- ASSIGNMENT: From the line containing "Query: white building" to the end of the records below, output each line exactly; include both ends and nothing else.

(Source data)
BEGIN

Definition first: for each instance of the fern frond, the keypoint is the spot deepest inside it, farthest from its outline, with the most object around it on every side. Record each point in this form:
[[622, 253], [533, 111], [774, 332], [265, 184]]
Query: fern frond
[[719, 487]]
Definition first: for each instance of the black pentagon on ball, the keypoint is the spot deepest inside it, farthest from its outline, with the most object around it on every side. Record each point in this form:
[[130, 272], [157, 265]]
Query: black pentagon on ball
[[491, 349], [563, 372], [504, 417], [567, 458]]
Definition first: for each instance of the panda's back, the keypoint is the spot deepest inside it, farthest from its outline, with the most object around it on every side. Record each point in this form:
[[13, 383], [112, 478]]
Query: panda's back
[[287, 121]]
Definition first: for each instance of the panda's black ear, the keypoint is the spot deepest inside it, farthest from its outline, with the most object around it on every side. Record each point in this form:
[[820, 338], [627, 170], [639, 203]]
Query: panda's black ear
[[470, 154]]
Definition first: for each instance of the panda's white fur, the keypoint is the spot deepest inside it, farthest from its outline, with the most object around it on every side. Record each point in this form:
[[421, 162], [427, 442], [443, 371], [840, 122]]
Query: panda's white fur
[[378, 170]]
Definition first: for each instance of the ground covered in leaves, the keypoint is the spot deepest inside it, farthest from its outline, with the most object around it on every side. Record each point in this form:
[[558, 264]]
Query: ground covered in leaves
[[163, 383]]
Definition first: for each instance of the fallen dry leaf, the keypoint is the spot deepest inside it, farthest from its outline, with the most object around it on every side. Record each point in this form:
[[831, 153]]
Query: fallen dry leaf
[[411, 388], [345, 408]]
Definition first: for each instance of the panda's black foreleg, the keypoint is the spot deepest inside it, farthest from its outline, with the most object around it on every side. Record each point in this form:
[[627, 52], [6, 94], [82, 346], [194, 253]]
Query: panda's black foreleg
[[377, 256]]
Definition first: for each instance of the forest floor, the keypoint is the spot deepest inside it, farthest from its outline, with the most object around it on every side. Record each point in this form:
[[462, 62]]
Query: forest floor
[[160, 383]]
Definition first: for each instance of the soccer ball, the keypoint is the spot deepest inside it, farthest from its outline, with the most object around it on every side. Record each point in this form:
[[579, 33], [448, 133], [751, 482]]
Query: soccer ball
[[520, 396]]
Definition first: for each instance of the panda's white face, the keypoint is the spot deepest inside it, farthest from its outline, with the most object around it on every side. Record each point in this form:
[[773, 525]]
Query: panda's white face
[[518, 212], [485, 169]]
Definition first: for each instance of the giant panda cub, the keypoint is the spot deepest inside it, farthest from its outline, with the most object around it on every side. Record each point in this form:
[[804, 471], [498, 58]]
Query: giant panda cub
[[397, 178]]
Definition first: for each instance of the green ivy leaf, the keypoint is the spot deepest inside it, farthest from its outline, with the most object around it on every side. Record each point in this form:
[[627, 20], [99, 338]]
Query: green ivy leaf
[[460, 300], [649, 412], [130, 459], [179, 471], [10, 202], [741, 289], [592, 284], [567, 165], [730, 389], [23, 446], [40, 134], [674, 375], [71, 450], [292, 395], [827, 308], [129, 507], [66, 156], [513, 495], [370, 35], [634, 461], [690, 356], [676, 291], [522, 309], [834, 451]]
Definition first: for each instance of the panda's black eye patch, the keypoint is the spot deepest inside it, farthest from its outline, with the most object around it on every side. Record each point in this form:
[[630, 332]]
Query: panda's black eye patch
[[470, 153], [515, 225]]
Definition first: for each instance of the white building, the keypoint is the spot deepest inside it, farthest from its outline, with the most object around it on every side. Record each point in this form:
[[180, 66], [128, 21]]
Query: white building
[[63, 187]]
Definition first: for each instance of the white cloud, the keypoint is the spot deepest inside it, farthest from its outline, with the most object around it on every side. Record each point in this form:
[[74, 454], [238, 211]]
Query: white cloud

END

- THE ANSWER:
Query: white building
[[63, 187]]
Definition first: for each instance of the white cloud, the keypoint is the spot deepest inside it, farthest from its outline, with the most object around it on every side. Record each point in this form:
[[74, 454], [238, 211]]
Query: white cloud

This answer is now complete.